_Activity_
Nothing but the text of the records belongs in your answer: repeat all of it exactly and leave out the images.

*** Provided entries ***

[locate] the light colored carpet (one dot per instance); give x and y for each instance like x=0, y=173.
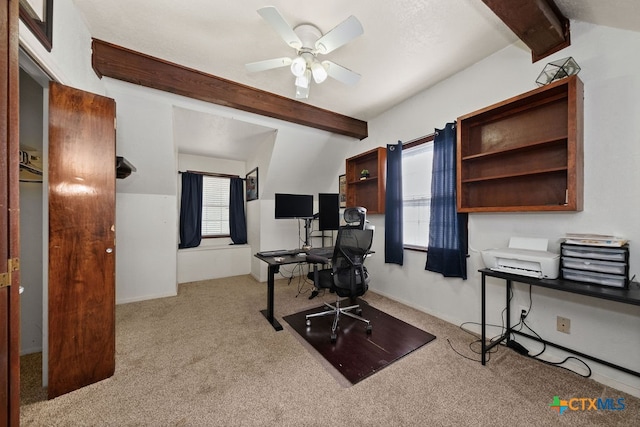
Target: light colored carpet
x=209, y=358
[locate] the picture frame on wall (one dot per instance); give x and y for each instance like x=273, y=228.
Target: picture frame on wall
x=251, y=185
x=37, y=15
x=342, y=190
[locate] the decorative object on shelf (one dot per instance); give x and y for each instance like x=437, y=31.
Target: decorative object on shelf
x=524, y=154
x=252, y=185
x=557, y=70
x=369, y=192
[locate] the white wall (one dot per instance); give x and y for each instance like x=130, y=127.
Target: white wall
x=69, y=61
x=611, y=148
x=31, y=235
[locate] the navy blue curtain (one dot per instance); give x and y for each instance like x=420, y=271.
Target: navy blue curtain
x=447, y=250
x=191, y=210
x=237, y=221
x=393, y=245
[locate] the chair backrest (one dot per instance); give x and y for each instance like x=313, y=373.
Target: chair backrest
x=352, y=245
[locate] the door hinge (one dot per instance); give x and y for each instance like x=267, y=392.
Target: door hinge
x=13, y=264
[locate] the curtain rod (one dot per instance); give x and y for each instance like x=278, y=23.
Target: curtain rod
x=419, y=140
x=219, y=175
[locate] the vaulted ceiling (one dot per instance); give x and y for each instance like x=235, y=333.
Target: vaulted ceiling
x=407, y=45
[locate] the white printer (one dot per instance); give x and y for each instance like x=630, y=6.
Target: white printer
x=525, y=256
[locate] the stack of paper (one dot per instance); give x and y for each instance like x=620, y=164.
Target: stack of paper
x=595, y=240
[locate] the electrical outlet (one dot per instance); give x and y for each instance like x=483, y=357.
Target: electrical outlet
x=523, y=311
x=564, y=325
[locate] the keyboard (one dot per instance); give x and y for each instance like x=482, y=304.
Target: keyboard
x=278, y=252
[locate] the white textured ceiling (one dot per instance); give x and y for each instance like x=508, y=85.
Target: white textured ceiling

*** End of Provided entries ***

_Response_
[locate] the light colored carpet (one dot per instance); give x and y for each instance like x=0, y=173.
Target: light colored carpet
x=209, y=358
[locate] the picture frame on wall (one dot per instance); give x and y for each instance like x=273, y=228.
Target: picture frame on wall
x=251, y=185
x=37, y=15
x=342, y=190
[locate] the decorative object on shelf (one dot per instance); give x and y for each instance like x=437, y=31.
Target: decorative object on shelf
x=524, y=154
x=252, y=185
x=557, y=70
x=369, y=192
[locate] the white wall (one dot per instance); give x and y for each instance like x=130, y=127.
Target: white wall
x=69, y=61
x=611, y=148
x=31, y=235
[locate] the navy blue curtain (one dot per instance); give x and y for each instance like x=420, y=271.
Target: navy blue curtain
x=447, y=250
x=191, y=210
x=237, y=221
x=393, y=245
[locate] the chair backrest (one dot per instance); give x and y for each instance like x=313, y=373.
Target: chair backrest
x=352, y=245
[locate] the door hinge (one dot per instance); give x and y for each instance like x=267, y=392.
Target: door hinge
x=13, y=264
[locate] the curtain rod (one dot per instance); give x and y for each instance like x=278, y=23.
Target: curtain rod
x=419, y=140
x=219, y=175
[locate] the vaulted ceiling (one dot per instance); give x and y for each instance like x=235, y=333.
Target: vaulted ceiling
x=407, y=45
[locate] the white printer (one dot per instance); give x and y for each instance like x=630, y=6.
Target: white printer
x=525, y=256
[locate] the stack of paper (one dot per instance); give x and y for each instance like x=620, y=164.
Target: stack of paper
x=595, y=240
[locate] the electrical outlet (one dot per instance); give x and y for each instance like x=483, y=357.
Target: electrical outlet
x=523, y=311
x=564, y=325
[locate] the keyboard (one dot per instance); give x and y for each instance like x=482, y=304.
Target: keyboard
x=278, y=252
[locate] the white textured ceiling (one dot per instance); give x and y for each instance like x=508, y=85.
Target: white textured ceiling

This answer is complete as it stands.